* _Extract_:
* * * * *
Ask HN: Would you sell your baby for just stock? - Someguy123

Myself and two friends launched a site about 6 months ago and we have been seeing consistent traffic growth up to its current level of about 2,500 visits/day.  Our current revenue is $0, mostly because we underestimated the time commitment it would take to sell our services, especially while maintaining our day jobs.  Last week we were approached by a company looking for an acquisition, we compliment their current offerings nicely and let them expand into new demographics.  They would like to purchase our company assets and also higher us to continue to grow the site full time.  For the assets (essentially just the site) they are offering a lump sum of stock that we would have to hold for 12 months, at the current value we would each get roughly 50% of our annual salaries.  Employment going forward would mean a moderate raise and also a good chunk of options vested over a 4 year period.
The company is traded on the pink sheets so it feels a little risky to me and we were of course always hoping for a nice cash out.  Our view is in the very worst case we get to break out of our cube-farm jobs and work on something we are passionate about.  Trying to get viewpoints from as many people as possible, what does HN think?
======
veb
And I thought you were going to talk about selling human babies for company
stock...

------
nowarninglabel
This is obviously completely dependent on how much you like the acquiring
company and if you think you will enjoy working for them. If it was me and I
loved the acquirer then I would do it in a heartbeat.

------
Mz
No real opinion, but I will note that your question (in the title) isn't
really an accurate representation of the situation: They are offering you
stock and also jobs, with a pay raise.

I am noting that because the way you worded your question implies that you may
be mentally framing the question that way. A more accurate assessment of what
is really going on may help you think more clearly about this decision.

Good luck with this.
* * * * *
* _Task inputs_:
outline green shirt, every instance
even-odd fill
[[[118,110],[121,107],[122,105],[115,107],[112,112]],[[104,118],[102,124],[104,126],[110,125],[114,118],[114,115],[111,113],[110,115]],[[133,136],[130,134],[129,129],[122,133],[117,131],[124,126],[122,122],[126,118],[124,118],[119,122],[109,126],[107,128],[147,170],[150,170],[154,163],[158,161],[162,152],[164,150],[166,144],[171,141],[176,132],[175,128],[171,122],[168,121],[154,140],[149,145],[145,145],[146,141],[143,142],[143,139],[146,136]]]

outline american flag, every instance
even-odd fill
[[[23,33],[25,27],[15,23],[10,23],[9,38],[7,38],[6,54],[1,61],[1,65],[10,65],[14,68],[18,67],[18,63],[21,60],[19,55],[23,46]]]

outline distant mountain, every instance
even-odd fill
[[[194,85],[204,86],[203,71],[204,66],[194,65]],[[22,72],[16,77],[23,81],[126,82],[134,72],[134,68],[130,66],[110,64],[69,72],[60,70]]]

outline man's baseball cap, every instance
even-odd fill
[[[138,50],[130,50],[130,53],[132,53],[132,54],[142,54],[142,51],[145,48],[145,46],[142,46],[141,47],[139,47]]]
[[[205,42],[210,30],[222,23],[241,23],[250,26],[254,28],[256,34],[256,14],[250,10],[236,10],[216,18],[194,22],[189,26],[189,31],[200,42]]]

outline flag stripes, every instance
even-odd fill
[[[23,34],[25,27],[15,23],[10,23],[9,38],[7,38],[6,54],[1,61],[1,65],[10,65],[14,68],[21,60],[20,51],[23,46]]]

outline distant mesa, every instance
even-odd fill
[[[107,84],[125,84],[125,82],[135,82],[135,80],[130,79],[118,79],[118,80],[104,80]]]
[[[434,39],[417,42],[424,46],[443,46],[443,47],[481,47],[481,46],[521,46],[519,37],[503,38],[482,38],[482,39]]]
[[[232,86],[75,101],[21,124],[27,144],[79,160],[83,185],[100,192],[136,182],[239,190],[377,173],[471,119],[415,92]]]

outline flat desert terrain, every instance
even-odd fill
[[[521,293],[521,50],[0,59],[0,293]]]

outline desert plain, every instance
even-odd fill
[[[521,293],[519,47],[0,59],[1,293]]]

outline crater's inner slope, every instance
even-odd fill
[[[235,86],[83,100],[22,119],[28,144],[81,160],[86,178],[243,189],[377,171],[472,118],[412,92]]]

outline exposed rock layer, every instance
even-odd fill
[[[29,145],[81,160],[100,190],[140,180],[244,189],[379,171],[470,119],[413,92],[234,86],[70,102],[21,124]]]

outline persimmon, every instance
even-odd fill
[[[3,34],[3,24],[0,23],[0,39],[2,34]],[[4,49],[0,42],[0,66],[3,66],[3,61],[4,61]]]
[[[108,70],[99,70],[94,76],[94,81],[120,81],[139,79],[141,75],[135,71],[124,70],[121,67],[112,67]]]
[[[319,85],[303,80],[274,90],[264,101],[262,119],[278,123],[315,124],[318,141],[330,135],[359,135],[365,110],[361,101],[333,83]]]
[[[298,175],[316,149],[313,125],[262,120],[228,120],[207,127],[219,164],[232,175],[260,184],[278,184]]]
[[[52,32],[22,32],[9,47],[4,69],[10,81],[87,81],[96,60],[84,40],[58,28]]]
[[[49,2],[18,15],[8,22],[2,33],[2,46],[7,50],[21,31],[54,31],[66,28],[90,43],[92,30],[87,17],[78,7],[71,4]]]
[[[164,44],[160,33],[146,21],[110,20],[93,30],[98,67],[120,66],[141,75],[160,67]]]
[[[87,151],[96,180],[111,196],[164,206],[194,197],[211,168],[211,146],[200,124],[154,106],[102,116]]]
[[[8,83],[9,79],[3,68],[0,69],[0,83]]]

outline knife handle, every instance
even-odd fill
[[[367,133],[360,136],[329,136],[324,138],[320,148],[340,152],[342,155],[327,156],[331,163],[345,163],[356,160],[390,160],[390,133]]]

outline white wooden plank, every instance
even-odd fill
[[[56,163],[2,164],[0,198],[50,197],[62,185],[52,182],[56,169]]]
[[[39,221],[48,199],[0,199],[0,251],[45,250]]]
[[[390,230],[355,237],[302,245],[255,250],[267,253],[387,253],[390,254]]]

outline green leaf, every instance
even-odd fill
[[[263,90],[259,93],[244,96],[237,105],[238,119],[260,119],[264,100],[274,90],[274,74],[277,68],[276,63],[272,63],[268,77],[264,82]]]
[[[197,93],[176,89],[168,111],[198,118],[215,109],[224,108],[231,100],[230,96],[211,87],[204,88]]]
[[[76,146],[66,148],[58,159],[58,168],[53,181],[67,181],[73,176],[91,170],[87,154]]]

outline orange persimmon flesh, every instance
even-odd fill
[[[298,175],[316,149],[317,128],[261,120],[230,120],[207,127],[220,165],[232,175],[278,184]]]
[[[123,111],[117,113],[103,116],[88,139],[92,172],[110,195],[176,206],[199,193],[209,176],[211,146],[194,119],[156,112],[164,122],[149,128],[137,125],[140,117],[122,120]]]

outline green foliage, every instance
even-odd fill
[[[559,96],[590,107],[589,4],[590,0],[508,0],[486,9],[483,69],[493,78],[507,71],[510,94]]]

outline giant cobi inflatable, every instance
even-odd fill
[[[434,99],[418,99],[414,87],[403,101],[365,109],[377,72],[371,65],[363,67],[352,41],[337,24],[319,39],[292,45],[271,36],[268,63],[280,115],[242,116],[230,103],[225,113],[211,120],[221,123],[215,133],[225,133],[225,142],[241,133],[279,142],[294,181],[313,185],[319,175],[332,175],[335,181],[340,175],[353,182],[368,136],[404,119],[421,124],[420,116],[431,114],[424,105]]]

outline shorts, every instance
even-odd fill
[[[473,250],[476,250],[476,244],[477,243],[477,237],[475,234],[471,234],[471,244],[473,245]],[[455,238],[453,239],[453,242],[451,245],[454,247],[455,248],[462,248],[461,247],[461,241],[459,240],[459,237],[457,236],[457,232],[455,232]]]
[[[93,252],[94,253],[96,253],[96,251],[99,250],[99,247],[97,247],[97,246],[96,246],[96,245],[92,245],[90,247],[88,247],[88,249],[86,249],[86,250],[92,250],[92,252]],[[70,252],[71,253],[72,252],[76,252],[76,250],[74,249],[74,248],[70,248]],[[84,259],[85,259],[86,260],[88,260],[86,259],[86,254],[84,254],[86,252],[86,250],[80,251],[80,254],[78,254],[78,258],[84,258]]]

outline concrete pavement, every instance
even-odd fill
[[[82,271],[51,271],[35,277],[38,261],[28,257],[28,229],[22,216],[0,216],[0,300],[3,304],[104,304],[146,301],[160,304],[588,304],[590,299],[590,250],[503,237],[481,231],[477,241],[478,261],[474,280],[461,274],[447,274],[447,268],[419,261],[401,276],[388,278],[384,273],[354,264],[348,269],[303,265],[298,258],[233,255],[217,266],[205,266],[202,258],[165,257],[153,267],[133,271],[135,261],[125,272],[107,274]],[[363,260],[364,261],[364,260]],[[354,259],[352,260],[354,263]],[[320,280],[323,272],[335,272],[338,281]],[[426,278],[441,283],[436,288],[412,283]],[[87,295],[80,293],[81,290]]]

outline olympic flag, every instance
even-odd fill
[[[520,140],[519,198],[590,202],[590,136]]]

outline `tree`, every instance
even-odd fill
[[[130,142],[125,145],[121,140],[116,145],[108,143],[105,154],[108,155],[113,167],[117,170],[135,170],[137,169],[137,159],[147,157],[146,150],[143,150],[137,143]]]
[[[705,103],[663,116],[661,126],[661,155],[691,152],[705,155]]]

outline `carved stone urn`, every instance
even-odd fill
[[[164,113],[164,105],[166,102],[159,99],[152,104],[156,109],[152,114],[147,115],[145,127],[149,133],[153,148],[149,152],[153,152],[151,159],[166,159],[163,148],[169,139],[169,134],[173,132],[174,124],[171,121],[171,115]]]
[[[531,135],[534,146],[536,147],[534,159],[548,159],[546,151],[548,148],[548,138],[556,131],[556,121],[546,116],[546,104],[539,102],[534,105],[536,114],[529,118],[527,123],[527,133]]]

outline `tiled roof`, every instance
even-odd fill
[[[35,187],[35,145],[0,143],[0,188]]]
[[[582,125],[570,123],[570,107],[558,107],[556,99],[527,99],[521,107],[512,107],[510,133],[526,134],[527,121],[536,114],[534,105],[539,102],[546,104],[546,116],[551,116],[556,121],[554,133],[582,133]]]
* * * * *
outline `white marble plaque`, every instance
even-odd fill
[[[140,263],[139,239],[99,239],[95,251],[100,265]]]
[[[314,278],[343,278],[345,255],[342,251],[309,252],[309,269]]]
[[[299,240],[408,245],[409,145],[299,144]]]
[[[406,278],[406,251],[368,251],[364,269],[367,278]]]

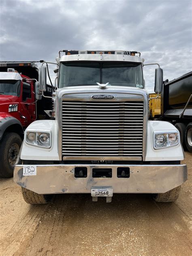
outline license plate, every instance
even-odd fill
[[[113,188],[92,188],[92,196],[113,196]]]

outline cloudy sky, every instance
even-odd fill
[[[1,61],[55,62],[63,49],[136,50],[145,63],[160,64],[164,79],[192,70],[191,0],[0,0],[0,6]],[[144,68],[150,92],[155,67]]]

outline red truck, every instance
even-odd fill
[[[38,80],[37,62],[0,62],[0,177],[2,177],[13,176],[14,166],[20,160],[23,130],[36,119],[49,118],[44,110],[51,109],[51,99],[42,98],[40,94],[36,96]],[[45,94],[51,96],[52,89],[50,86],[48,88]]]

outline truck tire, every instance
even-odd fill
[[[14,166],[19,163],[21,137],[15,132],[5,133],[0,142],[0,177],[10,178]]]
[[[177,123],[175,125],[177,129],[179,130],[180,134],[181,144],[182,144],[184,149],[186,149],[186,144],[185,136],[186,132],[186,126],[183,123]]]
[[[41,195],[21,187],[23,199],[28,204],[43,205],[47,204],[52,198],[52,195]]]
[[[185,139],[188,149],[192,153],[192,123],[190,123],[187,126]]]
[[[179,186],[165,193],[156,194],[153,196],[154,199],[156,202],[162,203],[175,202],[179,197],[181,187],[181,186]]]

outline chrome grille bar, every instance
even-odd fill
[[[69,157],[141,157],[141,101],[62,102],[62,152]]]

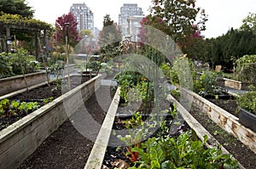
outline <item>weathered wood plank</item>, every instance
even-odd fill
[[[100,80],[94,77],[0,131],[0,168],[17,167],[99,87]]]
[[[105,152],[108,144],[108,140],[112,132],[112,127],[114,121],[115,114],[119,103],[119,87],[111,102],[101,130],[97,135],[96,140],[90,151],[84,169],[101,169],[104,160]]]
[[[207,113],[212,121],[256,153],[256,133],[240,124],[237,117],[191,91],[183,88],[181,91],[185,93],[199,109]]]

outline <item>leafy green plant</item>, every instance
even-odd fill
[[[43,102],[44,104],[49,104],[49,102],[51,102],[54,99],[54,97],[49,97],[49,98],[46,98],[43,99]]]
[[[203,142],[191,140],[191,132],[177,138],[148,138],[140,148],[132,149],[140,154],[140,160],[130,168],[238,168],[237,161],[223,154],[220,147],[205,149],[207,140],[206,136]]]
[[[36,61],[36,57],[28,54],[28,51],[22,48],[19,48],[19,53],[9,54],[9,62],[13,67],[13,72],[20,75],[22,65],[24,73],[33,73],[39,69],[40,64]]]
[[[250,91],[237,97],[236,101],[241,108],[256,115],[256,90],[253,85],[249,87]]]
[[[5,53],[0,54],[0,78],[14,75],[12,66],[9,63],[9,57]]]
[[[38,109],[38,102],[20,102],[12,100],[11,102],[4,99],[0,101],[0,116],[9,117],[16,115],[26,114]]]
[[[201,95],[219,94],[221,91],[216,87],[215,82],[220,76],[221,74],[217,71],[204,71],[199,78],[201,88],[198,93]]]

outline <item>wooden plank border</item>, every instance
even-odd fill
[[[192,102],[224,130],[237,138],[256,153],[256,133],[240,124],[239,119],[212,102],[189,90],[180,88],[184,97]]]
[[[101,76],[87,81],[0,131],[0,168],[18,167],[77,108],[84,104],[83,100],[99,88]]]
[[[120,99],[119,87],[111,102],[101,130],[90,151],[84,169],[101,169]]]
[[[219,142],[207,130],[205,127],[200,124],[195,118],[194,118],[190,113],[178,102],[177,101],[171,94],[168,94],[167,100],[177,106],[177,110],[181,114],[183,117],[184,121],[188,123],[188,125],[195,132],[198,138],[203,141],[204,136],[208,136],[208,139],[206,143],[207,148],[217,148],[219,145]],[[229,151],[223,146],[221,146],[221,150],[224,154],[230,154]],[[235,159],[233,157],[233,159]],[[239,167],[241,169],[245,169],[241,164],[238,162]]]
* * * * *
* _Short task 1_:
In the forum thread, how long would the founders have to hold the stock they're offered for the site?
* _Short task 2_:
Find and copy out each row that contains the word "distant". Upper and lower case must match.

* _Expected answer 1_:
12 months.

* _Expected answer 2_:
outline distant mountain, every instance
outline distant mesa, every instance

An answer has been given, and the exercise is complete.